- **Your task**:
Print verbatim every line starting at the one that contains "Each instance receives one keypoint. Mark the poppy" and ending at the final line of the records; include both endpoints.

- **Provided material**:
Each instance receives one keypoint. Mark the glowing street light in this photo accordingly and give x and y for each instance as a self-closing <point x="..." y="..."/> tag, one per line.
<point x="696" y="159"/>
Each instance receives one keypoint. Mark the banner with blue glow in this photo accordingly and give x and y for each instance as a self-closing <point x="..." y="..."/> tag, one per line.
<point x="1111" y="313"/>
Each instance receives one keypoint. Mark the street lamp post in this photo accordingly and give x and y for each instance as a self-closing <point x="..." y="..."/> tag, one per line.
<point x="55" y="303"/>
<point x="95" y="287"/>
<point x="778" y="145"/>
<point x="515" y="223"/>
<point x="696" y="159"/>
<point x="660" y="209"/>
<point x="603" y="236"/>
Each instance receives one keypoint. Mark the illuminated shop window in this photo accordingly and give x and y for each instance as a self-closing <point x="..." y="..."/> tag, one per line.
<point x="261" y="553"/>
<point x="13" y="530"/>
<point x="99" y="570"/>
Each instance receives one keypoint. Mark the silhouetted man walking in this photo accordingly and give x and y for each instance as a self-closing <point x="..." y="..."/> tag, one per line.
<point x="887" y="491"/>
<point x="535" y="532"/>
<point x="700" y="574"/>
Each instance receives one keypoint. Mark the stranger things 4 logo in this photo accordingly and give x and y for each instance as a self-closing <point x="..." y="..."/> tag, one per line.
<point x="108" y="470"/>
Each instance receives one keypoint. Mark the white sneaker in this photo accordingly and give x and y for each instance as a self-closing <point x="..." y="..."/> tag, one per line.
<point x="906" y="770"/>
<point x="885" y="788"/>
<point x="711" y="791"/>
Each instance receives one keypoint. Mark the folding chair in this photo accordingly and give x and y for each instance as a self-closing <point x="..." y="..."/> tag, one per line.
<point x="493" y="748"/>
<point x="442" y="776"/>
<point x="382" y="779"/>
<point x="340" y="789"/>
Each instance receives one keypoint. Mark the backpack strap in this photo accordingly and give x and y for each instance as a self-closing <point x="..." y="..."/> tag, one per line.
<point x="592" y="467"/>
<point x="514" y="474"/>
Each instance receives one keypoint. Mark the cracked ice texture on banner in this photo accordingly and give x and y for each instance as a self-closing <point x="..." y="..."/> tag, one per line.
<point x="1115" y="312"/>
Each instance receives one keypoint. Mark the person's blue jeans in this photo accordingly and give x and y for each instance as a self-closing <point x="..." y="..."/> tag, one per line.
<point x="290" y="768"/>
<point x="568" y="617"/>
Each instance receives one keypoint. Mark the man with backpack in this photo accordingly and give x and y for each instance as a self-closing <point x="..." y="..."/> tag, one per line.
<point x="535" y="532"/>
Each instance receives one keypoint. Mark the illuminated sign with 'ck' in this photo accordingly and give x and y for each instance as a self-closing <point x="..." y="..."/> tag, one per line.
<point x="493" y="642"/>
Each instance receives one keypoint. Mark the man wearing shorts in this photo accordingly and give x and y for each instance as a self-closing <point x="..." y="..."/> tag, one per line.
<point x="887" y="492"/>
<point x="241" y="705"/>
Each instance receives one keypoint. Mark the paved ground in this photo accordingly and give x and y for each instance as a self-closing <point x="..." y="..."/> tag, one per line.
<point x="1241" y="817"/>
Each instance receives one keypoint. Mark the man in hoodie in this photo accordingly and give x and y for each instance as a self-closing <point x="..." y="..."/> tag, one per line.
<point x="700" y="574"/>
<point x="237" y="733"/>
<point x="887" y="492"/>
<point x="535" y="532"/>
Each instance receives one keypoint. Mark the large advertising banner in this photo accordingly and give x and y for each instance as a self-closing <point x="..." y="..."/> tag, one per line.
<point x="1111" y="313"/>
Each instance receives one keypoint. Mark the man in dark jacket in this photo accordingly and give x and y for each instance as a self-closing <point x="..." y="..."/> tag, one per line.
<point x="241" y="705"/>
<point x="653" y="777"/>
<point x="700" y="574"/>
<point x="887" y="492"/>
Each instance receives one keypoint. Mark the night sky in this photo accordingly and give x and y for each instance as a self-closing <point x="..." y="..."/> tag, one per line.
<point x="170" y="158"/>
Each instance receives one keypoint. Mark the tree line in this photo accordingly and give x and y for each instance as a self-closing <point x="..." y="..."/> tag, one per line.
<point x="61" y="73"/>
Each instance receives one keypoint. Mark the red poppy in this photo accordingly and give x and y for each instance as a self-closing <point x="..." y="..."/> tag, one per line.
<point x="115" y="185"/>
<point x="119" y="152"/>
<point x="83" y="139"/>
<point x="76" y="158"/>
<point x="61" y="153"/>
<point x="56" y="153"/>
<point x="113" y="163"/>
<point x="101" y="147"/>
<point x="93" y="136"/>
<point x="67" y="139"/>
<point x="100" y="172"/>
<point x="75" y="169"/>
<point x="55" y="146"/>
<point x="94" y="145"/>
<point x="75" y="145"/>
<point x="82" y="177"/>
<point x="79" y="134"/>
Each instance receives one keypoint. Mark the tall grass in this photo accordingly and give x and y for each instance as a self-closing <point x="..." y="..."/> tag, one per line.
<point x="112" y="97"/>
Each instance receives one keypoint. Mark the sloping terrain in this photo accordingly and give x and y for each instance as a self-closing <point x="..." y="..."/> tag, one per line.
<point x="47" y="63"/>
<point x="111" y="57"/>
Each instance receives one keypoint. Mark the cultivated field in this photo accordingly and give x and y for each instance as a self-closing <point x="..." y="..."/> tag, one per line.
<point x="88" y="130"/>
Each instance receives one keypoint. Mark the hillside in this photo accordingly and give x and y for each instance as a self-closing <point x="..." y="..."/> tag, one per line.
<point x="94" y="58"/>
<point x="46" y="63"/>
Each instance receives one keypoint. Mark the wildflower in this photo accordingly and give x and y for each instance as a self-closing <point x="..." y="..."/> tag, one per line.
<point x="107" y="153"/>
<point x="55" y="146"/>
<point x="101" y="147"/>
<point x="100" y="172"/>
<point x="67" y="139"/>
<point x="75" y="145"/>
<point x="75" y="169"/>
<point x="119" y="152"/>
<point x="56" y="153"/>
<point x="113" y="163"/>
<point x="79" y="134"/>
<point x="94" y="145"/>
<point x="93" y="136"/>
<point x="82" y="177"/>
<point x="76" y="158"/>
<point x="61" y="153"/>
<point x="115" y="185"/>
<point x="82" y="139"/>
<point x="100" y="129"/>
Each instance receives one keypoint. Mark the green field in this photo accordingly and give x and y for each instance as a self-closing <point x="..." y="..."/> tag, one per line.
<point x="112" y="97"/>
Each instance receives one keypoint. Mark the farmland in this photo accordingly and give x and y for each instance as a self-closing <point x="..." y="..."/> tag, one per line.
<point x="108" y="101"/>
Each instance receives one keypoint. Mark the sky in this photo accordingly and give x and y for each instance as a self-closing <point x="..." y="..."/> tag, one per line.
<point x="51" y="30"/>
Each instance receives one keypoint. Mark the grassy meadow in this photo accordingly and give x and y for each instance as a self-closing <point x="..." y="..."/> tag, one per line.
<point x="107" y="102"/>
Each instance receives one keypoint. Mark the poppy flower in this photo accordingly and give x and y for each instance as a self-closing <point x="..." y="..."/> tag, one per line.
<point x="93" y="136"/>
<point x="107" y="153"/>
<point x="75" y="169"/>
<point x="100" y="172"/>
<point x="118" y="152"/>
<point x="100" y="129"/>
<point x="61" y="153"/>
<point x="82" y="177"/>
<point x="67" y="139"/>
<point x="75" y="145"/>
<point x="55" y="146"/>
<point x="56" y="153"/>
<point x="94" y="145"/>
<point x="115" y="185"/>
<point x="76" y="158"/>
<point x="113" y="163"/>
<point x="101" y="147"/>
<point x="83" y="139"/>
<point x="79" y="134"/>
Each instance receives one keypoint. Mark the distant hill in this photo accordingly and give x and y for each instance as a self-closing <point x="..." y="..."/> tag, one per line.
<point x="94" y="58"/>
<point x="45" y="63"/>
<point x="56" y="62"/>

- **Task solution**:
Each instance receives one keypoint. Mark the poppy flower in this photo accordingly and give x and y for each instance as a self-closing <point x="..." y="..."/> tag, one per line.
<point x="93" y="136"/>
<point x="107" y="153"/>
<point x="75" y="169"/>
<point x="100" y="172"/>
<point x="118" y="152"/>
<point x="100" y="129"/>
<point x="61" y="153"/>
<point x="82" y="177"/>
<point x="67" y="139"/>
<point x="75" y="145"/>
<point x="55" y="146"/>
<point x="56" y="153"/>
<point x="94" y="145"/>
<point x="115" y="185"/>
<point x="76" y="158"/>
<point x="113" y="163"/>
<point x="101" y="147"/>
<point x="83" y="139"/>
<point x="79" y="134"/>
Each instance receives one keypoint. Mark the distant hill in this photo accordingly and give x and y for each instance as a self-closing <point x="..." y="..."/> tag, one per line.
<point x="94" y="58"/>
<point x="45" y="63"/>
<point x="56" y="62"/>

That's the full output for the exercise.